Source extract Start Marker
There were 6 stations:
Station 1: Harvest of the Flock
Here the children were asked what we get from sheep and a few of them knew that we get mutton as well as lamb from sheep. A couple of the children thought that sheep wear raincoats when it rains. A spinning wheel in the background was tried by some of the visitors and they learnt how the fibres are spun to make them strong, and had a go at weaving or knitting. At this station one of the children was delighted that she had learned to knit.
There was some surprise at the size of the fleece we get when they are shorn (not Shaun, he is a young sheep).
Station 2: Harvest of the Earth
Here the visitors were shown what we can do with clay that we get from the earth. They made thumb pots to take away with them (although many and various were the shapes seen, from an alien's head to a Christian cross. At this station we learnt how to write and pronounce "clay" in Russian.
Station 3: Harvest of the sea
At this station the children were asked what we get from the sea; including lobster and crab and they made an Origami boat to take away with them. A Breton fisherman's prayer was then said and the boats were put on the sea as in the picture. They were offered a fish to eat if they were allowed to (a sweet chosen to meet all dietary requirements). Here we learnt that most of the children thought that the greatest risk to a fisherman was a shark jumping on board their boat and eating them.
Source extract End Marker
■ To do ■
a: Repeat the harvest stations account above word for word, covering everything from "There were 6" down to "a young sheep).".
b: Condense the paragraph of the harvest stations account that begins "At this station the children were asked what we get from the sea" into a short bulleted list that keeps its main facts.
c: According to the harvest stations account, what did most of the children think was the greatest risk to a fisherman?
Excerpted data Start Marker
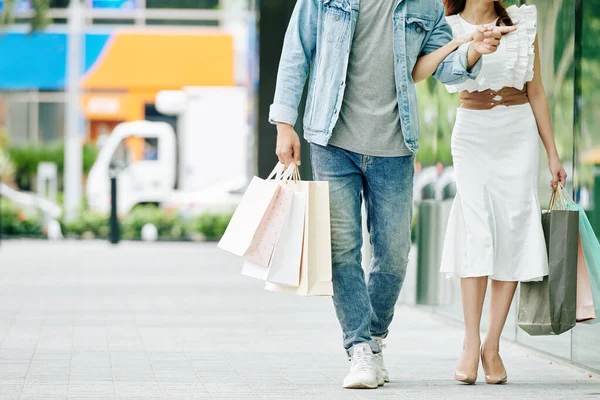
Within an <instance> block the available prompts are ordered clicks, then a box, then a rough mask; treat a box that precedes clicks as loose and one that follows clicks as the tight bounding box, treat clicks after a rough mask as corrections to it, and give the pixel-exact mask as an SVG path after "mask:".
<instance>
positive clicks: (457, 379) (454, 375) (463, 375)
mask: <svg viewBox="0 0 600 400" xmlns="http://www.w3.org/2000/svg"><path fill="white" fill-rule="evenodd" d="M454 380H455V381H458V382H462V383H466V384H467V385H474V384H475V382H476V381H477V375H468V374H465V373H463V372H460V371H454Z"/></svg>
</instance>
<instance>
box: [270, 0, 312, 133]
Excerpted data End Marker
■ Completed exercise ■
a:
There were 6 stations:
Station 1: Harvest of the Flock
Here the children were asked what we get from sheep and a few of them knew that we get mutton as well as lamb from sheep. A couple of the children thought that sheep wear raincoats when it rains. A spinning wheel in the background was tried by some of the visitors and they learnt how the fibres are spun to make them strong, and had a go at weaving or knitting. At this station one of the children was delighted that she had learned to knit.
There was some surprise at the size of the fleece we get when they are shorn (not Shaun, he is a young sheep).

b:
- Children were asked what we get from the sea, such as lobster and crab.
- They made an origami boat to take away.
- A Breton fisherman's prayer was said, and the boats were put on the sea.
- They were offered a fish to eat if allowed; it was a sweet chosen to meet all dietary requirements.
- Most children thought a fisherman's greatest risk was a shark jumping on board and eating them.

c: A shark jumping on board their boat and eating them.